[Start of Selected excerpt]

# Towing a trailer w/ a 4cyl Outback



## RyanOBrian (Aug 16, 2016)

Hey All! So I know my 2016 CVT Outback has a tow rating of #2700... I'm looking at getting a small light trailer to tow my 14' Hyside w/ frame, cooler, oars, etc.

Living in Denver front range my biggest concern, is towing it up in the mountains. As long as I keep it slow, does anyone think this would be an issue? I've seen a similar post on here, where there were mixed opinions.

I'm looking at the All American Trailer 7x10' steel weighing in at around 800#
and the SportTrail 7x12' galvanized steel weighing in at around #620

Would the #200 make that much of a difference? Thoughts on which one to go with?

Much Appreciated!


----------



## jberg421 (Jul 19, 2020)

RyanOBrian said:


> Hey All! So I know my 2016 CVT Outback has a tow rating of #2700... I'm looking at getting a small light trailer to tow my 14' Hyside w/ frame, cooler, oars, etc.
> 
> Living in Denver front range my biggest concern, is towing it up in the mountains. As long as I keep it slow, does anyone think this would be an issue? I've seen a similar post on here, where there were mixed opinions.
> 
> ...


Been there. I towed a harbor freight trailer with scadden 3 man cat on it. I can't imagine it weighed more than 500 lbs all together.

[End of Selected excerpt]

# Set exercise 1
Copy the towing thread from "## RyanOBrian (Aug" to "Much Appreciated!".
# Set exercise 2
Answer these questions from the towing thread:
(a) What tow rating does the 2016 CVT Outback have?
(b) About how much does the SportTrail 7x12' galvanized steel trailer weigh?
(c) What brand of trailer did jberg421 tow?

[Start of Record set]

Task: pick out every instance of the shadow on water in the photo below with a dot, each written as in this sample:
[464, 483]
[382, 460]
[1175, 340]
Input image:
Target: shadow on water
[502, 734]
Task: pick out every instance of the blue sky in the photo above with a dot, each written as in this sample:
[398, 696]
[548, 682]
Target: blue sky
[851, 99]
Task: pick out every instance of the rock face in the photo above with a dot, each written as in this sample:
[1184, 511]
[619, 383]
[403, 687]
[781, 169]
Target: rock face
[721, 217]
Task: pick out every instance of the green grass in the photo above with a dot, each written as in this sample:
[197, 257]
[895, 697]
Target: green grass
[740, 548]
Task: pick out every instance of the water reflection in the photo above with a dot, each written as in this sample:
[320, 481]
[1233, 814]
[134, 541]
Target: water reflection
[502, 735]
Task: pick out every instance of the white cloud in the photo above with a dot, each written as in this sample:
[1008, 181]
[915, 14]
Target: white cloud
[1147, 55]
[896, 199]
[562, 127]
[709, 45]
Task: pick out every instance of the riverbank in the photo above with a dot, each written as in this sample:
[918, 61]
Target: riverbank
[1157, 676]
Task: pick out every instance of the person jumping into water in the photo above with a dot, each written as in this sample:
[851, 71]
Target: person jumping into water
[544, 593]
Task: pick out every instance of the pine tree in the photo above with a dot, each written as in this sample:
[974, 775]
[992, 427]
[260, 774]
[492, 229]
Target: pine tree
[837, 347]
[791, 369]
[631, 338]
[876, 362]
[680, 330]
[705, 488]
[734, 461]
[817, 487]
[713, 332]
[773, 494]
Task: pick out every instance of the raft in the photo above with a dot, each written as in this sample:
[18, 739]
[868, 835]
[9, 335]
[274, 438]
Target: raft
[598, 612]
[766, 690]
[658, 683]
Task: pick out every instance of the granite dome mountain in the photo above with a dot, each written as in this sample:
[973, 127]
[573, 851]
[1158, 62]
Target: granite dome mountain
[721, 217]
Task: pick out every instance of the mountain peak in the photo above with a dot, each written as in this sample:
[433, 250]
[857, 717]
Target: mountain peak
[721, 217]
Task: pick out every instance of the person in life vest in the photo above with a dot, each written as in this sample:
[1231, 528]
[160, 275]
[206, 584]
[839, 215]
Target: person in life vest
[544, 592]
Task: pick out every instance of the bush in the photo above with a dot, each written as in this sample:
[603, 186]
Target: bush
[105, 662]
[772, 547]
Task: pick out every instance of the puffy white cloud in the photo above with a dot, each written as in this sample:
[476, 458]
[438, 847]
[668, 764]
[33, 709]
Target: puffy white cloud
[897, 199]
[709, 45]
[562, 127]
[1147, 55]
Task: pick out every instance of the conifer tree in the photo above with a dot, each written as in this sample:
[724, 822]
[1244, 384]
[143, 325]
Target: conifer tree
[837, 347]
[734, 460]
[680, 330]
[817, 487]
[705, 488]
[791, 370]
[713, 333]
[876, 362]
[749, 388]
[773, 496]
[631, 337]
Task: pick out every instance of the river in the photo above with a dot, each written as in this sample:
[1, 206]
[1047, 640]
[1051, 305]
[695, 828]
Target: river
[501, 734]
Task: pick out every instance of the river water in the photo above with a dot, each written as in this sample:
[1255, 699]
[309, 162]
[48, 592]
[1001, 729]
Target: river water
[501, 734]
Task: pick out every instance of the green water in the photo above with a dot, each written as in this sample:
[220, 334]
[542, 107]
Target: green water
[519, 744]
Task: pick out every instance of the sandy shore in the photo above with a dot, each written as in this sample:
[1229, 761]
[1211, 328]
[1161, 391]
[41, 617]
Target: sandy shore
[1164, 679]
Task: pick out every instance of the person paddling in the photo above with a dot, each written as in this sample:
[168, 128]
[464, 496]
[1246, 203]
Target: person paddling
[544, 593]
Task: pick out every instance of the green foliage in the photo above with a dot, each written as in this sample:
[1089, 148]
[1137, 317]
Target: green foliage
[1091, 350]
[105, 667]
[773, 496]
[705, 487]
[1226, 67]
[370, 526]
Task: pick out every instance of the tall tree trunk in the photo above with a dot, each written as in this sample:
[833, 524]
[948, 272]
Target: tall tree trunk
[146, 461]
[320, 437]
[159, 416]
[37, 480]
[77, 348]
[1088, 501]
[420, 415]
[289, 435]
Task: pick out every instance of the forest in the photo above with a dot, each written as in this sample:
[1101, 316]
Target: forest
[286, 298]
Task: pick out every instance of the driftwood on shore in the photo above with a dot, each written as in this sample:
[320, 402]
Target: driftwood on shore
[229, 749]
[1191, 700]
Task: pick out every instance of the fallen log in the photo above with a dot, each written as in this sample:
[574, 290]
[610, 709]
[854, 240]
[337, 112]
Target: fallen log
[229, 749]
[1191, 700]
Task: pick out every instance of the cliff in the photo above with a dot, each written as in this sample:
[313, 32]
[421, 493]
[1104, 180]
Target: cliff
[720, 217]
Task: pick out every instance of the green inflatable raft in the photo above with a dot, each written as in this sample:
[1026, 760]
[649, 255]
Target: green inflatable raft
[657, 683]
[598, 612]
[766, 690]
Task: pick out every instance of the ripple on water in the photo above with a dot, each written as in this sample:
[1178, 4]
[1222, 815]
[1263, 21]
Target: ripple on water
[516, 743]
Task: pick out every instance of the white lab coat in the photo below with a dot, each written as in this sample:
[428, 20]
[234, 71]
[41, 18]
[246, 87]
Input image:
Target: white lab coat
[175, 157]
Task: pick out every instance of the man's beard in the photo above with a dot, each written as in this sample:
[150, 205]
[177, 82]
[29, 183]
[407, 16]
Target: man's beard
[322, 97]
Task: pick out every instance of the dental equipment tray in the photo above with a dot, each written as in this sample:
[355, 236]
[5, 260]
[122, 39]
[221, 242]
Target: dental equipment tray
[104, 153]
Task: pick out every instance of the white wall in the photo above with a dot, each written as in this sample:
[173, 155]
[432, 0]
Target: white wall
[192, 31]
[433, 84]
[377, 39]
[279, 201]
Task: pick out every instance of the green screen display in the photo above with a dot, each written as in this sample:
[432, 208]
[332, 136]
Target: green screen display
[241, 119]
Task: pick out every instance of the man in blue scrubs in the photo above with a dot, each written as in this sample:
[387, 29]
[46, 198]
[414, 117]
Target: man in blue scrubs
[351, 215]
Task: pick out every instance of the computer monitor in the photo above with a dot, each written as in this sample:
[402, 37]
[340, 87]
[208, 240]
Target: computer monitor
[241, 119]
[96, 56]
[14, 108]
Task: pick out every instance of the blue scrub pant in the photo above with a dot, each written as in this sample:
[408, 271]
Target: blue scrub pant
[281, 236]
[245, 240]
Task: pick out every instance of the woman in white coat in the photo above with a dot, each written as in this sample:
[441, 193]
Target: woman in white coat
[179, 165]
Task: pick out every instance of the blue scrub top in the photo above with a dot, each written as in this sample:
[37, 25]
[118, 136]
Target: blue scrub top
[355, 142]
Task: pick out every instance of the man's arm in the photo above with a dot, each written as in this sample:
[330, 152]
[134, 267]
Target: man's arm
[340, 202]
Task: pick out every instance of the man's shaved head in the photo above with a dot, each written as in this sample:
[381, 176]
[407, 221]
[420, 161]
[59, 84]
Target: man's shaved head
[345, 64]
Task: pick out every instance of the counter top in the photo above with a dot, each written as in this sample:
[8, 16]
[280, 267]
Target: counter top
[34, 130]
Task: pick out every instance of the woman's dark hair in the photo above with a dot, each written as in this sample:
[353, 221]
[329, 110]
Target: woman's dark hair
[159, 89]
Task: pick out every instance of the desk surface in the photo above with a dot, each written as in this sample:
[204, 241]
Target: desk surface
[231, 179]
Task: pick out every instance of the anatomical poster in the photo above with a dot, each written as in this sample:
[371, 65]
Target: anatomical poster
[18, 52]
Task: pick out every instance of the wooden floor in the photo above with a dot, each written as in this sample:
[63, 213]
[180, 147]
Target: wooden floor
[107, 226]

[End of Record set]

# Correct response 1
## RyanOBrian (Aug 16, 2016)

Hey All! So I know my 2016 CVT Outback has a tow rating of #2700... I'm looking at getting a small light trailer to tow my 14' Hyside w/ frame, cooler, oars, etc.

Living in Denver front range my biggest concern, is towing it up in the mountains. As long as I keep it slow, does anyone think this would be an issue? I've seen a similar post on here, where there were mixed opinions.

I'm looking at the All American Trailer 7x10' steel weighing in at around 800#
and the SportTrail 7x12' galvanized steel weighing in at around #620

Would the #200 make that much of a difference? Thoughts on which one to go with?

Much Appreciated!

# Correct response 2
(a) #2700
(b) Around #620
(c) Harbor Freight